**How to complete this task**
Each record must be retyped word for word.
START Data for this exercise
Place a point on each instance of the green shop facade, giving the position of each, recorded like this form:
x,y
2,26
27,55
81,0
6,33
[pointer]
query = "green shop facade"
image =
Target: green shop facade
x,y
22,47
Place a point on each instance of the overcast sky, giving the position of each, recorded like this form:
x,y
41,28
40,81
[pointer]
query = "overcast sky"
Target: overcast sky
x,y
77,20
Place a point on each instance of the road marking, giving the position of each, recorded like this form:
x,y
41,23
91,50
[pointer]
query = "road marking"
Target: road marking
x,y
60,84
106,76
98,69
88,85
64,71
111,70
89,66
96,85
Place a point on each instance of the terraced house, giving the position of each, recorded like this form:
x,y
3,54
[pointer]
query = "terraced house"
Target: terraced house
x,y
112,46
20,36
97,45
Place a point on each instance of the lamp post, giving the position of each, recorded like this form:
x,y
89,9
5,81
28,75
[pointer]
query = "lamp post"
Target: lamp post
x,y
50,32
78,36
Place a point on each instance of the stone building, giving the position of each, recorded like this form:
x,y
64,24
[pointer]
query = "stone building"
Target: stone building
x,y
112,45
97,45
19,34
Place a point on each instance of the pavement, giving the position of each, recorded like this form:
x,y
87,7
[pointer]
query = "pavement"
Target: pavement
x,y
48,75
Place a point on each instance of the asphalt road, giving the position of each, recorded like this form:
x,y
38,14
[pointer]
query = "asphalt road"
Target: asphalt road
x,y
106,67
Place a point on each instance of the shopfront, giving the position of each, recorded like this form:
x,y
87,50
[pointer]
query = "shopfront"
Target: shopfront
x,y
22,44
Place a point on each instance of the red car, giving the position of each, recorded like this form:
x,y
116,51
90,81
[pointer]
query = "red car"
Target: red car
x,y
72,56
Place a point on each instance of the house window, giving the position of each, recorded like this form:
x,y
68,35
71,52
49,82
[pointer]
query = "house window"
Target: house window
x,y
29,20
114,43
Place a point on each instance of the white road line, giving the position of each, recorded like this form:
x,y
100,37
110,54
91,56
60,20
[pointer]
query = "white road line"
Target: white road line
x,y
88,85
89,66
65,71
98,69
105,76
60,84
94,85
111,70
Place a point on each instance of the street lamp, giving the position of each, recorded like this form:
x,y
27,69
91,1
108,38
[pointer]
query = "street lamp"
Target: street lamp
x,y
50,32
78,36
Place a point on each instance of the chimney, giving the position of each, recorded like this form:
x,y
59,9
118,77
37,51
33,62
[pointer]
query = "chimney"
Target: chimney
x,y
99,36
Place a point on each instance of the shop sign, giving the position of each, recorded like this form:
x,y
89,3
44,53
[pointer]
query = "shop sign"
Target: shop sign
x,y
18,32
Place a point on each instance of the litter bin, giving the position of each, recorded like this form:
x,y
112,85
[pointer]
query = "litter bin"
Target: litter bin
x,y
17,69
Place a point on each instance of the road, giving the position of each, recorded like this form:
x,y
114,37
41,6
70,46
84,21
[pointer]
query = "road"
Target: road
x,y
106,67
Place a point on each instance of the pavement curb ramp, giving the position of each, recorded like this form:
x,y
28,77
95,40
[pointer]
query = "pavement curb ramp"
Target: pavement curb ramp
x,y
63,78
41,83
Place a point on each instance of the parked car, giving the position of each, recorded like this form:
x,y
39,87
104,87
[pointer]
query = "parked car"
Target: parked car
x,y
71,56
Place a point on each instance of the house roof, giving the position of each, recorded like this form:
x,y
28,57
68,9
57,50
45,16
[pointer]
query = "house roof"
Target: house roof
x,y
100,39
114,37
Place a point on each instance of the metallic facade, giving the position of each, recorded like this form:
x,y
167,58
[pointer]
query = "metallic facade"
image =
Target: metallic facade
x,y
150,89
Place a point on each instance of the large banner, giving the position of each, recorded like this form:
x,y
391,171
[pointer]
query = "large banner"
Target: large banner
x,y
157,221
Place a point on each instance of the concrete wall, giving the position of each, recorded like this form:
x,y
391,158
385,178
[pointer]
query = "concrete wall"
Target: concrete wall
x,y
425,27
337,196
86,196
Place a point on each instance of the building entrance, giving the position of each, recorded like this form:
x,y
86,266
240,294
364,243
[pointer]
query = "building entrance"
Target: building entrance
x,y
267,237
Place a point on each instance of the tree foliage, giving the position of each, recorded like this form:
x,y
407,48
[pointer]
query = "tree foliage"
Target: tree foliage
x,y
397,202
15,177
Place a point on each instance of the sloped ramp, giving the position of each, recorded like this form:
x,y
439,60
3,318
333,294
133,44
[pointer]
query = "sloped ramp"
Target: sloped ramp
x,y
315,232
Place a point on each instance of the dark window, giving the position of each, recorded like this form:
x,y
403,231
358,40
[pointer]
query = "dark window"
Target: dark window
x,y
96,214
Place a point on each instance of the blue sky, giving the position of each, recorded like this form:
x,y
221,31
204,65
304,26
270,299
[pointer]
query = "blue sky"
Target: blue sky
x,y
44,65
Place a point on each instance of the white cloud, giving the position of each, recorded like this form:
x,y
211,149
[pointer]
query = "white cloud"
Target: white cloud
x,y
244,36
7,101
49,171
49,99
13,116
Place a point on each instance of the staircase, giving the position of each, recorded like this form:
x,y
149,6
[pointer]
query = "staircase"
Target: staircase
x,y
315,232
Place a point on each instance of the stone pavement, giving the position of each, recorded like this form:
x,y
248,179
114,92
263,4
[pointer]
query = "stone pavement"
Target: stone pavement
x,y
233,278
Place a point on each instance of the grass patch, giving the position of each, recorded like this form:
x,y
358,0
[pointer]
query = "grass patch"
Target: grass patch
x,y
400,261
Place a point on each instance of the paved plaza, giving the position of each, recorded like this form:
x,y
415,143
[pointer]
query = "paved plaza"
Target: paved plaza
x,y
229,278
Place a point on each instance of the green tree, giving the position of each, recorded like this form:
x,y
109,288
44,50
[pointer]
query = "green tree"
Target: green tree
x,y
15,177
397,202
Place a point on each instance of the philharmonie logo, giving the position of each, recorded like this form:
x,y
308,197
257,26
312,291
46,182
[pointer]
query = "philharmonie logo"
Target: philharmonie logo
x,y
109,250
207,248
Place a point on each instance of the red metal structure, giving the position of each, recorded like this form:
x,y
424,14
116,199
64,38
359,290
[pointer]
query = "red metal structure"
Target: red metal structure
END Data for this exercise
**Written answer**
Place a point on each instance of the green shop facade, giving the position of each, recorded like this form:
x,y
2,26
27,55
81,0
6,33
[pointer]
query = "green shop facade"
image =
Target: green shop facade
x,y
22,47
Place a point on each instance of the overcast sky, giving the position of each, recorded like this form:
x,y
41,28
40,81
[pointer]
query = "overcast sky"
Target: overcast sky
x,y
77,20
Place a point on each instance of the road marking, giving the position of each, recorded like this form:
x,y
41,23
91,50
[pointer]
query = "road marking"
Target: road marking
x,y
60,84
106,76
98,69
88,85
64,71
111,70
89,66
96,85
Place a point on each instance of the terraced house, giving the position of each, recorded like this form:
x,y
3,54
[pointer]
query = "terraced house"
Target: terraced house
x,y
112,46
20,36
97,45
Place a point on each instance of the lamp post, giving the position of each, recorded like this form:
x,y
89,9
5,81
28,75
[pointer]
query = "lamp post"
Target: lamp post
x,y
50,32
78,36
Place a point on each instance of the stone building, giving the position of each, recorded like this form:
x,y
64,24
[pointer]
query = "stone building"
Target: stone building
x,y
112,45
97,45
19,34
Place a point on each instance of the pavement, giving the position of each, recorded like this form:
x,y
87,7
[pointer]
query = "pavement"
Target: pavement
x,y
48,75
Place a point on each instance of the asphalt road, giving the position of each, recorded like this form:
x,y
38,14
[pointer]
query = "asphalt road"
Target: asphalt road
x,y
106,67
Place a point on each instance of the shopfront, giving the position of each, recorded like this form:
x,y
87,50
[pointer]
query = "shopfront"
Target: shopfront
x,y
22,44
Place a point on each instance of the red car, giving the position of each, recorded like this form:
x,y
116,51
90,81
[pointer]
query = "red car"
Target: red car
x,y
72,56
Place a point on each instance of the house window, giving the position of each, recorded like this form:
x,y
68,35
71,52
49,82
[pointer]
query = "house window"
Target: house window
x,y
29,20
114,43
Place a point on each instance of the white road line, giving the position of each, recorded like this form:
x,y
100,37
110,54
91,56
60,20
[pointer]
query = "white road line"
Target: white road line
x,y
88,85
89,66
65,71
98,69
105,76
60,84
94,85
111,70
Place a point on each instance of the street lamp, giving the position of each, recorded like this form:
x,y
27,69
91,1
108,38
[pointer]
query = "street lamp"
Target: street lamp
x,y
50,32
78,36
Place a point on each instance of the chimney, giving the position of each, recorded like this form:
x,y
59,9
118,77
37,51
33,62
[pointer]
query = "chimney"
Target: chimney
x,y
99,36
Place a point on each instance of the shop sign, giving the position of each, recorded like this form:
x,y
89,3
44,53
[pointer]
query = "shop sign"
Target: shop sign
x,y
18,32
Place a point on each instance of the litter bin, giving the position of each, recorded like this form:
x,y
112,85
[pointer]
query = "litter bin"
Target: litter bin
x,y
17,69
Place a point on each instance of the road, giving the position of each, recorded like this form:
x,y
114,37
41,6
70,46
84,21
[pointer]
query = "road"
Target: road
x,y
106,67
Place a point on each instance of the pavement curb ramp, giving the position of each, recorded like this form:
x,y
28,77
95,40
[pointer]
query = "pavement curb ramp"
Target: pavement curb ramp
x,y
63,78
41,83
Place a point on each instance of the parked car, giving the position of each, recorded like this form:
x,y
39,87
104,87
[pointer]
query = "parked car"
Target: parked car
x,y
71,56
Place a point on each instance of the house roof, giving the position of each, recorded like this form:
x,y
28,57
68,9
57,50
45,16
[pointer]
query = "house roof"
Target: house roof
x,y
100,39
114,37
Place a point on each instance of the metallic facade, giving the position of each, recorded like this form:
x,y
167,58
[pointer]
query = "metallic facade"
image =
Target: metallic facade
x,y
150,89
Place a point on each instance of the large banner, giving the position of each, recorded like this form:
x,y
391,171
[pointer]
query = "large banner"
Target: large banner
x,y
157,221
Place a point on each instance of the concrete wall, giving the position of each, recorded like this form:
x,y
391,158
385,178
[pointer]
query = "concrete wall"
Target: concrete wall
x,y
425,27
337,196
86,196
Place a point on each instance of the building entrance, giving the position of each, recorded like this form:
x,y
86,266
240,294
364,243
[pointer]
query = "building entrance"
Target: building entrance
x,y
267,237
Place a point on each instance of the tree foliage, giving the position of each, recorded like this form:
x,y
407,48
[pointer]
query = "tree foliage"
Target: tree foliage
x,y
397,202
15,177
Place a point on each instance of the sloped ramp, giving the position of each, recorded like this form:
x,y
439,60
3,318
333,294
133,44
[pointer]
query = "sloped ramp"
Target: sloped ramp
x,y
315,232
Place a point on each instance of the dark window, giving the position of each, recorded like this form:
x,y
403,231
358,40
[pointer]
query = "dark window"
Target: dark window
x,y
96,214
Place a point on each instance of the blue sky, giving the position of each, recorded like this form:
x,y
221,31
204,65
304,26
270,299
[pointer]
query = "blue sky"
Target: blue sky
x,y
44,65
Place a point on each instance of the white cloud, giving the position of each, recorded like this form:
x,y
211,149
[pointer]
query = "white cloud"
Target: white cloud
x,y
244,36
7,101
49,171
49,99
13,116
Place a point on each instance of the staircase, giving the position of each, recorded like this form:
x,y
149,6
[pointer]
query = "staircase"
Target: staircase
x,y
315,232
Place a point on each instance of the stone pavement, giving the position of each, recorded like this form:
x,y
248,179
114,92
263,4
[pointer]
query = "stone pavement"
Target: stone pavement
x,y
233,278
Place a point on each instance of the grass patch, giving the position of each, recorded like this form:
x,y
358,0
[pointer]
query = "grass patch"
Target: grass patch
x,y
400,261
Place a point on each instance of the paved plaza, giving the position of each, recorded like this form:
x,y
415,143
[pointer]
query = "paved plaza"
Target: paved plaza
x,y
229,278
Place a point on each instance of the green tree, giving the position of each, recorded like this form:
x,y
109,288
44,50
[pointer]
query = "green tree"
Target: green tree
x,y
15,177
397,202
Place a point on each instance of the philharmonie logo, giving the position of each, recorded like this form:
x,y
308,197
257,26
312,291
46,182
[pointer]
query = "philharmonie logo"
Target: philharmonie logo
x,y
109,250
207,248
Place a point on each instance of the red metal structure, giving the position of each, recorded like this form:
x,y
424,14
116,199
64,38
359,290
[pointer]
query = "red metal structure"
Target: red metal structure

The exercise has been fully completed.